▶ [Text segment]
☆ ☆ ☆ ☆ ☆
Luring the Informed Investor

Does investor sophistication correlate with firms’ disclosure activities?


All investors are not created equal. Each, whether individual or institutional, varies in the attention and resources — whether in time, ability, finances, computing power — he can devote to maximizing their investments. Typically the most sophisticated investors are active gatherers and users of information about firms, while the less sophisticated don’t cull as much high-quality information or are unable to make the best use of the information they do collect.

Because of these differences, says Professor Alon Kalay, what firms disclose and how they disclose it matters. In a recent paper, Kalay articulates a new way to detect whether investors in publicly traded firms are sophisticated or unsophisticated; he then correlates the relationship between what and how firms disclose to the types of investors who tend to invest in those firms. He calls this a disclosure clientele effect, the idea that if investors do vary in ability, sophisticated investors — those who build an information advantage — prefer to invest in firms that provide certain types of disclosures. Alternatively, less-sophisticated investors prefer to invest in firms that provide disclosures in a way that makes information easier to use.

A common proxy used to measure the sophistication of the investor base is to measure the percent of a firm’s shares held by institutional investors or specific types of institutional investors. The assumption then made is that these institutional investors are sophisticated. Kalay sought a more elegant method that would capture not just the percentage of shares held but how investors actually behave, arguably a more fine-tuned signal about investors’ abilities. To do so, he turned to the options market.
☆ ☆ ☆ ☆ ☆
▶ [Given request 1] In the article on investor sophistication, which market did Kalay turn to for his new method?

▶ [Extracted material]
☆ ☆ ☆ ☆ ☆
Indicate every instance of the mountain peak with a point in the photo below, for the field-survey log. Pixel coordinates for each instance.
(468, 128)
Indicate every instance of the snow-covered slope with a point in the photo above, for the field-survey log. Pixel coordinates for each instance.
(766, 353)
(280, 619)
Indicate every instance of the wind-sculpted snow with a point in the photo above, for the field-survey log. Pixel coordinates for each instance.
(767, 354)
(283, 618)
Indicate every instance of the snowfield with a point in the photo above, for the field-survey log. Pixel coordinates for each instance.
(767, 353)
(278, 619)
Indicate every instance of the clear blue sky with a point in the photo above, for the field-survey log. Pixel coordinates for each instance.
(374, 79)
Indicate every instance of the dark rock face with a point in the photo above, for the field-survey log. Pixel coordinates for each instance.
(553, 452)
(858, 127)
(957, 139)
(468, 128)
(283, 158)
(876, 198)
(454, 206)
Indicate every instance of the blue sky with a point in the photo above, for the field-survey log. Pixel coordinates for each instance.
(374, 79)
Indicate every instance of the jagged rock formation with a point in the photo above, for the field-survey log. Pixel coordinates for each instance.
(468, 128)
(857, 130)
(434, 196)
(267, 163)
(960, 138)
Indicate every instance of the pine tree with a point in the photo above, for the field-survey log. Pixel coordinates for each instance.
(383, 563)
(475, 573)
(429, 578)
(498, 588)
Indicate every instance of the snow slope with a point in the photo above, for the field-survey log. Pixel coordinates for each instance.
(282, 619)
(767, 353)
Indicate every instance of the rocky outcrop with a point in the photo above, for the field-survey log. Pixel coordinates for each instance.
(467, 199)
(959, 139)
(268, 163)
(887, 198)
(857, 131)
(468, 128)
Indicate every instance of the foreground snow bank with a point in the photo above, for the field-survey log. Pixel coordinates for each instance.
☆ ☆ ☆ ☆ ☆
▶ [Given request 2] Write out the entire listing above, from its first line to its last, without changing a single character.

▶ [Task result 1] The options market.

▶ [Task result 2]
Indicate every instance of the mountain peak with a point in the photo below, for the field-survey log. Pixel coordinates for each instance.
(468, 128)
Indicate every instance of the snow-covered slope with a point in the photo above, for the field-survey log. Pixel coordinates for each instance.
(766, 353)
(280, 619)
Indicate every instance of the wind-sculpted snow with a point in the photo above, for the field-survey log. Pixel coordinates for each instance.
(767, 354)
(283, 618)
Indicate every instance of the snowfield with a point in the photo above, for the field-survey log. Pixel coordinates for each instance.
(767, 353)
(278, 619)
Indicate every instance of the clear blue sky with a point in the photo above, for the field-survey log. Pixel coordinates for each instance.
(374, 79)
Indicate every instance of the dark rock face with a point in the photo above, for the field-survey log. Pixel coordinates for each instance.
(553, 452)
(858, 127)
(957, 139)
(468, 128)
(283, 158)
(876, 198)
(454, 206)
Indicate every instance of the blue sky with a point in the photo above, for the field-survey log. Pixel coordinates for each instance.
(374, 79)
Indicate every instance of the jagged rock formation with a point in the photo above, for the field-survey log. Pixel coordinates for each instance.
(468, 128)
(857, 130)
(434, 196)
(267, 163)
(960, 138)
Indicate every instance of the pine tree with a point in the photo above, for the field-survey log. Pixel coordinates for each instance.
(383, 563)
(475, 573)
(429, 578)
(498, 588)
Indicate every instance of the snow slope with a point in the photo above, for the field-survey log. Pixel coordinates for each instance.
(282, 619)
(767, 353)
Indicate every instance of the rocky outcrop with a point in the photo above, for the field-survey log. Pixel coordinates for each instance.
(467, 199)
(959, 139)
(268, 163)
(887, 198)
(857, 131)
(468, 128)
Indicate every instance of the foreground snow bank with a point in the photo above, for the field-survey log. Pixel coordinates for each instance.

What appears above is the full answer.